(Point annotation dataset records)
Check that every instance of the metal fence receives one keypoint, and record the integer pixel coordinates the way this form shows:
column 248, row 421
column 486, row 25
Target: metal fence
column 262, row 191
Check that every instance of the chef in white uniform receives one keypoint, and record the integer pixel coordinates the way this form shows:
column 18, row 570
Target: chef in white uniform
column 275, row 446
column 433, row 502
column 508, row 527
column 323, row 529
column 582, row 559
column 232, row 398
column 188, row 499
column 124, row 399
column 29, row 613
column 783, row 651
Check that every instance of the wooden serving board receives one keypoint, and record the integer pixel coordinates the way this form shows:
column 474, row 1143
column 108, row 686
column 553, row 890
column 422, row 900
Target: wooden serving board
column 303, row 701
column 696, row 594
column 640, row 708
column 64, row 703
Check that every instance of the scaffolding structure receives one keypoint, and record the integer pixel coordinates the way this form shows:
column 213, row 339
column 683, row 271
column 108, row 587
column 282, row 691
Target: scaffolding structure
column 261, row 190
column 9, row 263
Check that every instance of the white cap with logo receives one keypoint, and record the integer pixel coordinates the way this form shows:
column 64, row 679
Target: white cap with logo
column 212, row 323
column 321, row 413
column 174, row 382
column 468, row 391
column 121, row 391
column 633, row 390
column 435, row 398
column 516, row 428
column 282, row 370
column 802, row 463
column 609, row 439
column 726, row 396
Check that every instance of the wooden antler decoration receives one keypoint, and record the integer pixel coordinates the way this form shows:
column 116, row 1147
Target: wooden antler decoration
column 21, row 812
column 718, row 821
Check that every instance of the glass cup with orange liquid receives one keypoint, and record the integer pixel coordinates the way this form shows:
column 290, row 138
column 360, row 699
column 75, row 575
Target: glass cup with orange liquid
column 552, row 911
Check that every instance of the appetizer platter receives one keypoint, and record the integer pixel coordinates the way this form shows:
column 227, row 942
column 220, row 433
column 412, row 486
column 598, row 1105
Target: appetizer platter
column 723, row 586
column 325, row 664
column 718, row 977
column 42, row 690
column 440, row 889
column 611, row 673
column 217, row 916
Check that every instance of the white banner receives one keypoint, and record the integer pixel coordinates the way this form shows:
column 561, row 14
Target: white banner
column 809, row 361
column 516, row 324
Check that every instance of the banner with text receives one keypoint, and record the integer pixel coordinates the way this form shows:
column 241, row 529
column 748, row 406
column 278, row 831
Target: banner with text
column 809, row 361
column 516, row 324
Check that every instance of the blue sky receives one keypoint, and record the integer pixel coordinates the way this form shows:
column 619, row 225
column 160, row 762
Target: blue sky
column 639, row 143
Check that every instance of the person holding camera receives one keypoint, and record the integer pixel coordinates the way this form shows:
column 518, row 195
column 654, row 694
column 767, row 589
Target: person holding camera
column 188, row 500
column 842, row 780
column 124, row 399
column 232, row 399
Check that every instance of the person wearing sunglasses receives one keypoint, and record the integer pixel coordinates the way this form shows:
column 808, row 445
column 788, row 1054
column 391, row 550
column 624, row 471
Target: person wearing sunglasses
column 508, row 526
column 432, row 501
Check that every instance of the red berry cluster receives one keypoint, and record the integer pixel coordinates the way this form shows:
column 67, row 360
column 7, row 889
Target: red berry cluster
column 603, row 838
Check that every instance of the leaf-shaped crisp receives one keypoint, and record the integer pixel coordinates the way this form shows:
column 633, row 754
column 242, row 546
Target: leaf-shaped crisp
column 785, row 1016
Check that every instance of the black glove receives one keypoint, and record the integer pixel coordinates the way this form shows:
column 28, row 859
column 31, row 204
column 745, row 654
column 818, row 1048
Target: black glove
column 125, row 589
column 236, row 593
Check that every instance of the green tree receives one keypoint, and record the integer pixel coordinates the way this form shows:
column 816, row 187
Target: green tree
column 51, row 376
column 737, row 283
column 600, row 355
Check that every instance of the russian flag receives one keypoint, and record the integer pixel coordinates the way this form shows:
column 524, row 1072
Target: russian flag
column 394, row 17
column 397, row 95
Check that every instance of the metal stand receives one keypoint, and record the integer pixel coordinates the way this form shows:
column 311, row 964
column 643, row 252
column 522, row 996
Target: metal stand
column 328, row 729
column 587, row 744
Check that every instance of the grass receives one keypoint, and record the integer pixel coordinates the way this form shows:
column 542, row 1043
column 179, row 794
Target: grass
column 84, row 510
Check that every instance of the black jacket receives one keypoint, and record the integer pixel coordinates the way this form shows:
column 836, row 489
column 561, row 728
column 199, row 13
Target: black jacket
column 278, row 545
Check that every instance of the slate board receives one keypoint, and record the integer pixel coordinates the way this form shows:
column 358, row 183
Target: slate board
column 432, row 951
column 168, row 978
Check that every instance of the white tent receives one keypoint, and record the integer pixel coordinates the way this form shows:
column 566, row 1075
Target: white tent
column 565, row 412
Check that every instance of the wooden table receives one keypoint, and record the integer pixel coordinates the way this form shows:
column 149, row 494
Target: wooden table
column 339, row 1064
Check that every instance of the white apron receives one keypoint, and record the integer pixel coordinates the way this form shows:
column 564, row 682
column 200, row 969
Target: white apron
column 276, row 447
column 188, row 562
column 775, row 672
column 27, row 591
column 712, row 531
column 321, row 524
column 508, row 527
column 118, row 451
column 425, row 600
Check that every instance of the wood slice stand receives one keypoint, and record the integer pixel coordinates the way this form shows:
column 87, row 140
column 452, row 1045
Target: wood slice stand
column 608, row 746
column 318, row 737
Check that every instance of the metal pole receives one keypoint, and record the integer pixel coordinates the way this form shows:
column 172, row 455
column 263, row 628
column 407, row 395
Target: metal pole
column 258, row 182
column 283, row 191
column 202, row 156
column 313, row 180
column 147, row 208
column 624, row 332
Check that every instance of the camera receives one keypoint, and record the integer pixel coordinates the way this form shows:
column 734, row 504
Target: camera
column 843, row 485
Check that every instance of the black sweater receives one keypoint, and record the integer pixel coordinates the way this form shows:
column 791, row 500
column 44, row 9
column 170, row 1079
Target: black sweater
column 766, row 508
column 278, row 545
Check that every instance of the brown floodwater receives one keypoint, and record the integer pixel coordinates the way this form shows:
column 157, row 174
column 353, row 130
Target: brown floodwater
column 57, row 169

SET PROBLEM:
Revise the records above so that "Target" is replaced by "Label" everywhere it appears. Leave everything else unchanged.

EXERCISE ANSWER:
Check that every instance of the metal fence receives one keypoint, and record the integer pixel coordinates the way this form shows:
column 248, row 421
column 486, row 25
Label: metal fence
column 262, row 191
Check that every instance of the chef in white uniform receives one keypoint, and record the integer pixel coordinates the way this form shows:
column 18, row 570
Label: chef in white uniform
column 275, row 446
column 433, row 502
column 508, row 527
column 323, row 529
column 582, row 559
column 232, row 398
column 188, row 499
column 124, row 399
column 29, row 613
column 783, row 651
Check that every instance of the wooden serving board receives one keypoint, and record the integer pixel coordinates the way this form shows:
column 474, row 1143
column 108, row 686
column 553, row 890
column 422, row 900
Label: wooden serving board
column 303, row 701
column 696, row 594
column 640, row 708
column 64, row 703
Check that every instance of the scaffolding structure receives one keypoint, and record the integer pixel coordinates the way this form shows:
column 213, row 339
column 683, row 271
column 108, row 587
column 282, row 691
Label: scaffolding structure
column 261, row 190
column 9, row 263
Check that every instance of the white cap with logo receives one keypoint, and record the integer pixel coordinates the way this form shows:
column 64, row 679
Label: white cap with logo
column 212, row 323
column 321, row 413
column 174, row 382
column 468, row 391
column 121, row 391
column 633, row 390
column 435, row 398
column 516, row 428
column 282, row 370
column 802, row 463
column 609, row 439
column 726, row 396
Check that every instance of the wooden antler decoration receives one keypoint, and record the integer pixel coordinates the way this form shows:
column 116, row 1147
Label: wooden antler decoration
column 21, row 812
column 718, row 821
Check that every instance of the glass cup with orange liquid receives one keypoint, and record the integer pixel coordinates the way this form shows:
column 290, row 138
column 360, row 699
column 75, row 575
Label: glass cup with orange liquid
column 552, row 911
Check that every instance of the appetizer platter receives one keypoint, and record the integer pixel coordinates the way this form shows:
column 227, row 942
column 220, row 433
column 412, row 486
column 598, row 1105
Label: appetizer platter
column 723, row 586
column 325, row 664
column 718, row 977
column 42, row 690
column 440, row 889
column 611, row 673
column 217, row 916
Check that every instance of the white banner receives one keypoint, and record the integer pixel coordinates the way this form shows:
column 561, row 14
Label: white banner
column 809, row 361
column 516, row 324
Check that every instance of the banner with text receives one keypoint, and record the integer pixel coordinates the way this form shows:
column 241, row 529
column 748, row 406
column 278, row 831
Label: banner with text
column 809, row 361
column 516, row 324
Check that every instance of the blue sky receives one keypoint, and record the integer pixel coordinates the way this form shows:
column 619, row 225
column 160, row 762
Label: blue sky
column 639, row 143
Check that every instance of the person holding camera receives one keypoint, and record the integer pixel coordinates the way this form shows:
column 518, row 195
column 654, row 694
column 767, row 589
Label: person holding camera
column 188, row 500
column 842, row 780
column 124, row 399
column 232, row 399
Check that every instance of the person wearing sunglasses receives one keypoint, and record the integer pixel coordinates the way this form shows:
column 808, row 445
column 788, row 1054
column 391, row 550
column 624, row 471
Label: person wearing sunglasses
column 508, row 526
column 432, row 501
Check that every instance of the red berry cluster receives one keypoint, and record the integer pixel coordinates the way this form shows:
column 67, row 360
column 7, row 889
Label: red berry cluster
column 603, row 838
Check that every instance of the leaf-shaped crisp receives one keypoint, and record the integer pixel coordinates the way this form shows:
column 633, row 754
column 242, row 546
Label: leaf-shaped crisp
column 785, row 1016
Check that every instance of the black glove receives one keypoint, and record the integer pixel coordinates the way this form shows:
column 28, row 859
column 31, row 204
column 745, row 654
column 818, row 1048
Label: black glove
column 125, row 589
column 236, row 593
Check that every instance of the green tree receives one keypoint, and record the integer pixel coordinates the way this form shows:
column 816, row 187
Label: green tree
column 51, row 376
column 737, row 283
column 600, row 355
Check that every instance of the russian flag receives one keypoint, and record the integer pixel coordinates the way this form shows:
column 524, row 1072
Label: russian flag
column 394, row 17
column 397, row 95
Check that every instance of the metal stand receives one keypoint, and record the integer pixel coordinates the way this form shows:
column 311, row 964
column 643, row 252
column 522, row 996
Label: metal stand
column 328, row 729
column 587, row 744
Check that every instance of the grass receives one keypoint, and record the integer pixel coordinates the way this form shows:
column 542, row 1043
column 179, row 794
Label: grass
column 84, row 510
Check that every instance of the black jacket receives one keypoint, and record the integer pixel coordinates the way this form shows:
column 836, row 489
column 561, row 728
column 199, row 13
Label: black jacket
column 278, row 545
Check that every instance of the slate board receives one keypoint, and record the integer pixel coordinates the way this form shows:
column 358, row 183
Label: slate board
column 432, row 951
column 168, row 978
Check that every instance of the white tent receives one keypoint, and record the integer pixel coordinates the way this form shows:
column 566, row 1075
Label: white tent
column 565, row 412
Check that every instance of the wooden table receives one keypoint, and record the integer pixel coordinates the way this form shows:
column 149, row 494
Label: wooden table
column 339, row 1064
Check that every instance of the white apron receives one keypoint, and record the integer pixel coordinates the way this form shows:
column 564, row 682
column 200, row 969
Label: white apron
column 276, row 447
column 188, row 562
column 775, row 672
column 27, row 591
column 712, row 531
column 321, row 524
column 508, row 527
column 118, row 451
column 425, row 600
Check that every instance of the wood slice stand receives one keypoint, and record the integer pixel coordinates the way this form shows:
column 87, row 140
column 452, row 1045
Label: wood slice stand
column 608, row 746
column 318, row 737
Check that every instance of the metal pole receives one keypoint, and record the integer pixel coordinates the way this form shows:
column 172, row 455
column 263, row 628
column 407, row 395
Label: metal pole
column 258, row 182
column 283, row 191
column 202, row 156
column 313, row 180
column 147, row 208
column 624, row 332
Check that every instance of the camera receives one keypoint, and record the integer pixel coordinates the way this form shows:
column 734, row 504
Label: camera
column 843, row 485
Check that every instance of the black sweater receives one keypoint, and record the integer pixel coordinates the way this form shows:
column 791, row 500
column 44, row 9
column 170, row 1079
Label: black sweater
column 766, row 508
column 278, row 545
Check that every instance of the brown floodwater receives one keypoint, and record the integer pixel coordinates the way this form shows:
column 157, row 174
column 353, row 130
Label: brown floodwater
column 57, row 169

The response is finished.